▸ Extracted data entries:
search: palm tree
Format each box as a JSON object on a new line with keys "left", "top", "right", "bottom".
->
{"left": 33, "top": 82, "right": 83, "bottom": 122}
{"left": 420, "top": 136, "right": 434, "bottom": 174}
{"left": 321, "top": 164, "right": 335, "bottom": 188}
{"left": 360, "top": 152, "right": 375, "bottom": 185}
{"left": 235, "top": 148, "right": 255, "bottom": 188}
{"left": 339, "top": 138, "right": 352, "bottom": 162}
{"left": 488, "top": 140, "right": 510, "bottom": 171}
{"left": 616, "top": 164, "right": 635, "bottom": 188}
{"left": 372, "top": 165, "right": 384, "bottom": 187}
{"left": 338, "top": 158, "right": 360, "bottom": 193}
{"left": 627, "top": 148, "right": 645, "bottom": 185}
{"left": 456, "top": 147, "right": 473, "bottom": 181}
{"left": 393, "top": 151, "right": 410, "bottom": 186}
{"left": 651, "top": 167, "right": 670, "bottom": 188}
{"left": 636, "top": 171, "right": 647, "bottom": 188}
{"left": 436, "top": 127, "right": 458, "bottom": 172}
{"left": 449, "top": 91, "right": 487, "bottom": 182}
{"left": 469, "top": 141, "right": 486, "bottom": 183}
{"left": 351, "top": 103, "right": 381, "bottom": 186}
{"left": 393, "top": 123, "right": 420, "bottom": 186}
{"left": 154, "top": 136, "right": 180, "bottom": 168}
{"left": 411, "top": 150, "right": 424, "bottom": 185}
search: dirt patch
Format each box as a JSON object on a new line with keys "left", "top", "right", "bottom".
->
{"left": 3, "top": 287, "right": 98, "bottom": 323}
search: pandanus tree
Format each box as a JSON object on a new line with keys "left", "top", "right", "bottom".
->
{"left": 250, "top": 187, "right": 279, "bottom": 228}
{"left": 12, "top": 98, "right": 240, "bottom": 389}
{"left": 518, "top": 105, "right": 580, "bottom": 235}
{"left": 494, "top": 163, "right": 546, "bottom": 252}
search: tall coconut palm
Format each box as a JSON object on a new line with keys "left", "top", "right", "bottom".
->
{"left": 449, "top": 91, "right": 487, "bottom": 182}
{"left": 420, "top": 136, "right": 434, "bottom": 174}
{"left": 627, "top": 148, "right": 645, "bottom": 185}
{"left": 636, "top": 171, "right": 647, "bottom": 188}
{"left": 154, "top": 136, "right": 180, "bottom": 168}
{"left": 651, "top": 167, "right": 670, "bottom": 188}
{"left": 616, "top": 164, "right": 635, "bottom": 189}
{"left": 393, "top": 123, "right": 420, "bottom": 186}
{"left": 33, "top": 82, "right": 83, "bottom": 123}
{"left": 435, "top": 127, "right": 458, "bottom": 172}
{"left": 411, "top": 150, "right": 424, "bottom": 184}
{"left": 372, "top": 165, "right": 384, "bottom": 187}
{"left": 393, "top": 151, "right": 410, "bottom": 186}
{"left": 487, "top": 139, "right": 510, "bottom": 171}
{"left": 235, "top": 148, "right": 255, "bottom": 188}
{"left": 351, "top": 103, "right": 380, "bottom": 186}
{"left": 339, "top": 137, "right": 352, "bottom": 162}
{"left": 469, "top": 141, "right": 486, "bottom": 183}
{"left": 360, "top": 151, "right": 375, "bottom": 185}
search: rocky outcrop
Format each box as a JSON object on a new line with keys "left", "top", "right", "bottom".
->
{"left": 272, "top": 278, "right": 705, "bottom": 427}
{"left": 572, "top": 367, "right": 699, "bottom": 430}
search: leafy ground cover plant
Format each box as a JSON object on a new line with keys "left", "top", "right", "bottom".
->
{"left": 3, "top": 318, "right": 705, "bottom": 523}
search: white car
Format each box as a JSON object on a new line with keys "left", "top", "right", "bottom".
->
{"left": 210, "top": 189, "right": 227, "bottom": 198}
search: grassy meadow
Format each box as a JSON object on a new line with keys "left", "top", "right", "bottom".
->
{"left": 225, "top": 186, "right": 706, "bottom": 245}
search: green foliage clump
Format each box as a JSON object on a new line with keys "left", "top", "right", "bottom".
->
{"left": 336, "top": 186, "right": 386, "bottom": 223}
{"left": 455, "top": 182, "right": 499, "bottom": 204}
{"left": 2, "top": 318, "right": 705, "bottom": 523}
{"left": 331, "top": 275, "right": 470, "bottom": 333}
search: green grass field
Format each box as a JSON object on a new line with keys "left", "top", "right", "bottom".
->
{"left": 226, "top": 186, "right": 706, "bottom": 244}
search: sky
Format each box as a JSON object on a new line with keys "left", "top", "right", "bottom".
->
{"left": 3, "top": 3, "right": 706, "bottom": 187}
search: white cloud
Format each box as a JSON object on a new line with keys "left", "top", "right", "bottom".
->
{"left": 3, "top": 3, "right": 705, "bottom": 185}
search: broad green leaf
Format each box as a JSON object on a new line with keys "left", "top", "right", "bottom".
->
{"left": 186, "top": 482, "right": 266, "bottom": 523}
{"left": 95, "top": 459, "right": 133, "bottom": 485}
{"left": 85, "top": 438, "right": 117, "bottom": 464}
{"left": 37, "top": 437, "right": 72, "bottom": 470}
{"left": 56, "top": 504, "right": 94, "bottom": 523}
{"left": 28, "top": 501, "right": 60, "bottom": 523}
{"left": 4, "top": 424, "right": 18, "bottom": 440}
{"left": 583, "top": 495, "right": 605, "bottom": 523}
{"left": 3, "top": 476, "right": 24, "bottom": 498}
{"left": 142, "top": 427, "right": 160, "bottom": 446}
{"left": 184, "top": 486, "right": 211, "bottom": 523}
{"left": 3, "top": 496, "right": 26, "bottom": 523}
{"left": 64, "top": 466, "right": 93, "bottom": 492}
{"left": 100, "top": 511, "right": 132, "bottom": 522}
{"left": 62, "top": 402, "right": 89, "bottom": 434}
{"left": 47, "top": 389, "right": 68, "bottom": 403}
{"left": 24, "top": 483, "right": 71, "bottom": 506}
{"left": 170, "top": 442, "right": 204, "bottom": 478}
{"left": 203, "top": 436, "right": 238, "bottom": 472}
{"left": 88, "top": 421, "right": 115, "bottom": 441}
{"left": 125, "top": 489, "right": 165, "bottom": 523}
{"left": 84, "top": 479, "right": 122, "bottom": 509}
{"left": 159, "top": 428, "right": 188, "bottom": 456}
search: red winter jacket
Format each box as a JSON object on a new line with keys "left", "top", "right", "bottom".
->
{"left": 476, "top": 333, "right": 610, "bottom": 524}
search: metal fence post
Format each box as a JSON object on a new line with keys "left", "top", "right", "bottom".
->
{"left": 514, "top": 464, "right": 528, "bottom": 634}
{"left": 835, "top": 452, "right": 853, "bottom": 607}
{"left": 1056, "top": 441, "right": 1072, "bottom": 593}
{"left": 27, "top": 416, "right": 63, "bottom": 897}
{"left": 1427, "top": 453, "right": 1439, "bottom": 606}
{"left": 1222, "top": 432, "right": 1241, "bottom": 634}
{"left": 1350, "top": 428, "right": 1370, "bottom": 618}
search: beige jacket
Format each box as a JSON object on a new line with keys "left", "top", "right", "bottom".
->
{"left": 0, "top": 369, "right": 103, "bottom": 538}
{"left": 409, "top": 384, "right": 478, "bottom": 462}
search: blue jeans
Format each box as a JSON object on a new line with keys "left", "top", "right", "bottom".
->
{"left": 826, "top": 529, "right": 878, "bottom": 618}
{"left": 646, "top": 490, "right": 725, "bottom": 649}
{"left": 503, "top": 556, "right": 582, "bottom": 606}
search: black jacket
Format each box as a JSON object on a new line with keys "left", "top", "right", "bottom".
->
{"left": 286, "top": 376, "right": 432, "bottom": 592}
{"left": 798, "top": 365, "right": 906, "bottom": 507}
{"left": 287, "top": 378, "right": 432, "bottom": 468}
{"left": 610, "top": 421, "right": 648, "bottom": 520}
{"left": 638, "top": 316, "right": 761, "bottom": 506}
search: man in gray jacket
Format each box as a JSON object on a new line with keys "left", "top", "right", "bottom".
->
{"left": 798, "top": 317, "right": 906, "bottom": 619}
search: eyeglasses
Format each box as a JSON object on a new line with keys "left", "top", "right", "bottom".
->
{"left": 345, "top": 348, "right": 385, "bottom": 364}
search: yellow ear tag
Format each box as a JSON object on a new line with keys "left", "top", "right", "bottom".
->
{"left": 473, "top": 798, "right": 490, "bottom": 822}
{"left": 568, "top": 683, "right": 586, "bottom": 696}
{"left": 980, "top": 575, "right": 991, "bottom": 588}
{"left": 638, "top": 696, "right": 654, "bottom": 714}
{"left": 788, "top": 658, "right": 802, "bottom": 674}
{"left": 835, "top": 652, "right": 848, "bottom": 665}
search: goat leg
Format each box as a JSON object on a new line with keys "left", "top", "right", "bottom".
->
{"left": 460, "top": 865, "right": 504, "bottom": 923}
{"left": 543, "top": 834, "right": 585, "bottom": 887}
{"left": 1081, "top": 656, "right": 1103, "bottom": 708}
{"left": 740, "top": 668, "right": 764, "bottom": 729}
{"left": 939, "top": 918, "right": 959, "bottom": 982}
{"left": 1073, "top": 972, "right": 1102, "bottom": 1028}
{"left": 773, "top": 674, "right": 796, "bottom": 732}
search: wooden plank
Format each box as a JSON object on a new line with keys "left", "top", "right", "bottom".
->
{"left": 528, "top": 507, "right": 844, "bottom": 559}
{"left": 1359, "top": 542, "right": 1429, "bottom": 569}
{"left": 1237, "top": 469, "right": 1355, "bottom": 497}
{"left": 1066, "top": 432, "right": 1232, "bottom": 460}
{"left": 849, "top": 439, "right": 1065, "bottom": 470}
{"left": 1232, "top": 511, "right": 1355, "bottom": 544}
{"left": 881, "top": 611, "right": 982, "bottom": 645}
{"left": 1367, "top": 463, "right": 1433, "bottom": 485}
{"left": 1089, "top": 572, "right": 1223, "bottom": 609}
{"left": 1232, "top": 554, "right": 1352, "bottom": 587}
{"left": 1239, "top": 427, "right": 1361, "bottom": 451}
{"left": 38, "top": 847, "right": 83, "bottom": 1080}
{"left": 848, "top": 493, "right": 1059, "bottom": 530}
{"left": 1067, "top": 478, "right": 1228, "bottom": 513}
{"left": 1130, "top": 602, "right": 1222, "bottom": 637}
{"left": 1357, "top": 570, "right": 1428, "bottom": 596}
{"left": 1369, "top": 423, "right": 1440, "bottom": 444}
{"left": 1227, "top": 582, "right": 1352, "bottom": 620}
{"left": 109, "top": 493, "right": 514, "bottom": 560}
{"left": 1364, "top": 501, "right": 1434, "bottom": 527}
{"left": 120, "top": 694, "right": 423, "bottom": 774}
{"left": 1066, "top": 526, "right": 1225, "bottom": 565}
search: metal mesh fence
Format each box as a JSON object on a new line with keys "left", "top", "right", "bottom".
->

▸ Task prompt: Find each line in the records above that contains "green", and copy it.

▸ Written response:
search: green foliage clump
search: green grass field
search: broad green leaf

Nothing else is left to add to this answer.